Your instructions » Transcribe the records below exactly.

A run of records:

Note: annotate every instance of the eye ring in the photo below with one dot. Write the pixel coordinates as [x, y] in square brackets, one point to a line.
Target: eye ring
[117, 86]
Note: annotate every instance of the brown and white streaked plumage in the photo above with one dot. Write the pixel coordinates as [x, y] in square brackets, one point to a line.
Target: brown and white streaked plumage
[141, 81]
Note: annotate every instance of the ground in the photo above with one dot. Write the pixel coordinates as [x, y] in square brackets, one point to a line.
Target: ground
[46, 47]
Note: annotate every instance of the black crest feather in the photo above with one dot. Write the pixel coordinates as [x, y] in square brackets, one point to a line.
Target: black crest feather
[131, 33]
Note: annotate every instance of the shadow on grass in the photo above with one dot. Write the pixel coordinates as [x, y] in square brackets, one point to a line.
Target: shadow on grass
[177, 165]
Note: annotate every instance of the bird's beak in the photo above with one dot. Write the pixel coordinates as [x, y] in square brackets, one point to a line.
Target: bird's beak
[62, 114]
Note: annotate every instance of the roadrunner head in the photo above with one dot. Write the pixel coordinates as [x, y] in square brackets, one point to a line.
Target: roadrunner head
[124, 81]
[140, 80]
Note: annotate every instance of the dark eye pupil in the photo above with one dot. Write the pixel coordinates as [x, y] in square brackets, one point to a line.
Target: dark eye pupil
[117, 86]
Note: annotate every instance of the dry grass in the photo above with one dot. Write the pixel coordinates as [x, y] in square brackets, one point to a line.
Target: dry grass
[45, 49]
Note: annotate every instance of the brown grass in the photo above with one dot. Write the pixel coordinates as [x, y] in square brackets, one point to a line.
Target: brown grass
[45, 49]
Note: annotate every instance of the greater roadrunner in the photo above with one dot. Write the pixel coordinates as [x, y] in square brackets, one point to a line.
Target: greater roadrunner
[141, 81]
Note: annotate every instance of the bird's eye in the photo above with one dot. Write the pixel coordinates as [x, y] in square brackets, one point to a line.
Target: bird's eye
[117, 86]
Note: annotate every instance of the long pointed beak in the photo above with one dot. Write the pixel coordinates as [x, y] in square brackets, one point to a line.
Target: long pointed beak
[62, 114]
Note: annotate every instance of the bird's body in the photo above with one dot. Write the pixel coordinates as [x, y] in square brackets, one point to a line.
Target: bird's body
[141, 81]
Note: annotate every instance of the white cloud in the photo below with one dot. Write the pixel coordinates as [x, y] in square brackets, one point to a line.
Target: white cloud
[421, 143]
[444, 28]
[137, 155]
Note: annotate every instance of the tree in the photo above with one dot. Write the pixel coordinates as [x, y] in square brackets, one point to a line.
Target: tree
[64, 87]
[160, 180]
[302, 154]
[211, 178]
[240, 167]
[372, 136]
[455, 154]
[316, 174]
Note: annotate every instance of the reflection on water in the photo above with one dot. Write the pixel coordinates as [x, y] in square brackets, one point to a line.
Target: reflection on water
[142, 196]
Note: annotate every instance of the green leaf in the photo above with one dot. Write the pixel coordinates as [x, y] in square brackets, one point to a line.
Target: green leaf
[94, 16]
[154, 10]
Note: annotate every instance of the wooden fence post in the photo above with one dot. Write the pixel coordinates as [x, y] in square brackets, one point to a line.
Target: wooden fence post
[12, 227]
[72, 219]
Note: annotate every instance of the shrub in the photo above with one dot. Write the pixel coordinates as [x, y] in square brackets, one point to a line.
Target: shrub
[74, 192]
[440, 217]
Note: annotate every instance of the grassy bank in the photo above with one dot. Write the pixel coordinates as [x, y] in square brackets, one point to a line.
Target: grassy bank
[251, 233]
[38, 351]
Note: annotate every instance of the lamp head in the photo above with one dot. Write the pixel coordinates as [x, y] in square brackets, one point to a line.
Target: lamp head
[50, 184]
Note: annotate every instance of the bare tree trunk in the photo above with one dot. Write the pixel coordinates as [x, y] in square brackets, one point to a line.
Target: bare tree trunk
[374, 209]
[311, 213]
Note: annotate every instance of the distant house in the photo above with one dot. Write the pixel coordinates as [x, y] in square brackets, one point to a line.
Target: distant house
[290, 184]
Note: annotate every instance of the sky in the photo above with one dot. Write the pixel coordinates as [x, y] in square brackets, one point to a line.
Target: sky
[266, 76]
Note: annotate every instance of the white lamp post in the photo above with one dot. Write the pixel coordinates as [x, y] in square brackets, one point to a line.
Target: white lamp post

Complete response »
Note: annotate every instance of the eye ring in the photo below with one dot. Write the pixel coordinates as [x, y] in square brackets, one point to a line.
Target: eye ring
[117, 86]
Note: annotate every instance of the brown and white streaked plumage in the photo above with one dot. Write the pixel coordinates as [x, y] in square brackets, one point to a line.
Target: brown and white streaked plumage
[141, 81]
Note: annotate every instance of the ground in the photo above with one dot. Write the pixel coordinates as [x, y] in square brackets, one point to a line.
Target: ground
[46, 47]
Note: annotate every instance of the black crest feather in the photo above with one dot. Write the pixel coordinates as [x, y] in square brackets, one point to a line.
Target: black crest feather
[131, 33]
Note: annotate every instance of the shadow on grass in the photo above with one dot. Write the pixel coordinates as [x, y] in square brackets, one point to a line.
Target: shadow on grass
[177, 165]
Note: annotate every instance of the bird's beak in the photo above with one dot. Write the pixel coordinates as [x, y] in square brackets, one point to a line.
Target: bird's beak
[62, 114]
Note: annotate every instance of the roadrunner head in the photo above with one dot. Write the pixel coordinates as [x, y] in square brackets, one point to a line.
Target: roadrunner head
[124, 81]
[140, 80]
Note: annotate every instance of the dark eye pupil in the photo above with one dot. Write the pixel coordinates as [x, y] in square brackets, one point to a line.
Target: dark eye pupil
[117, 86]
Note: annotate every instance of the dry grass in the photo above with one dot. Write the pixel coordinates as [x, y] in square brackets, one point to a line.
Target: dry grass
[45, 49]
Note: annotate every instance of the brown grass in the photo above with one dot. Write the pixel coordinates as [x, y] in square brackets, one point to a line.
Target: brown grass
[45, 49]
Note: annotate every instance of the greater roadrunner in the photo above with one dot. Write the pixel coordinates as [x, y] in square brackets, one point to a line.
Target: greater roadrunner
[141, 81]
Note: annotate every instance of the bird's eye in the photo above with one dot. Write the pixel coordinates as [x, y] in square brackets, one point to a line.
Target: bird's eye
[117, 86]
Note: annotate every instance of the long pointed beak in the photo above with one dot. Write the pixel coordinates as [x, y] in square brackets, one point to a line.
Target: long pointed beak
[62, 114]
Note: annotate every instance of the bird's body in the photo above with one dot. Write the pixel coordinates as [x, y] in square brackets, one point to a line.
Target: bird's body
[141, 81]
Note: annotate every instance of the white cloud in the photo below with one dot. Write the pixel coordinates as [x, y] in square brackets, one point to a line.
Target: white cloud
[421, 143]
[444, 28]
[137, 155]
Note: annotate every instance of the tree in the photo above with one dot. Write the pixel coordinates as [x, y] in square brackets, one point to a line.
Target: tree
[64, 87]
[160, 180]
[302, 154]
[211, 178]
[240, 167]
[372, 136]
[455, 154]
[316, 174]
Note: annotate every instance of the reflection on water in the photo above with one dot. Write the pixel coordinates as [x, y] in square brackets, one point to a line.
Target: reflection on water
[142, 196]
Note: annotate every instance of the green leaf in the photo above with one dot. Write the pixel coordinates as [x, y] in square brackets, one point to a line.
Target: green leaf
[94, 16]
[154, 10]
Note: annotate every instance of the wooden fence post in the photo above with one dot. Write the pixel coordinates as [x, y] in square brackets, one point to a line.
Target: wooden fence post
[12, 227]
[72, 219]
Note: annotate every instance of the shrub in the photo above with one dot. Write the pixel coordinates as [x, y] in square brackets, one point to a line.
Target: shrub
[74, 192]
[440, 217]
Note: annotate every instance of the grassy bank in the photo above with one dot. Write the pixel coordinates as [x, y] in square brackets, one point to a line.
Target: grassy bank
[251, 233]
[38, 351]
Note: annotate every instance of the lamp head in the photo above with one dot. Write the pixel coordinates as [x, y] in square brackets, one point to a line.
Target: lamp head
[50, 184]
Note: annotate every instance of the bare tree trunk in the photo above with one dot. Write the pixel coordinates as [x, y] in square brackets, one point to a line.
Target: bare tree trunk
[374, 209]
[311, 213]
Note: annotate every instance of the distant house in the photo above with one dot. Write the pixel coordinates as [x, y] in square brackets, one point to a line.
Target: distant house
[290, 184]
Note: annotate every instance of the sky in the photo above with one dot. Write the pixel coordinates as [x, y] in square brackets, one point to a line.
Target: sky
[266, 76]
Note: annotate every instance of the white lamp post in the photo above with one dot. Write the pixel coordinates as [x, y] in square brackets, one point to a line.
Target: white lamp post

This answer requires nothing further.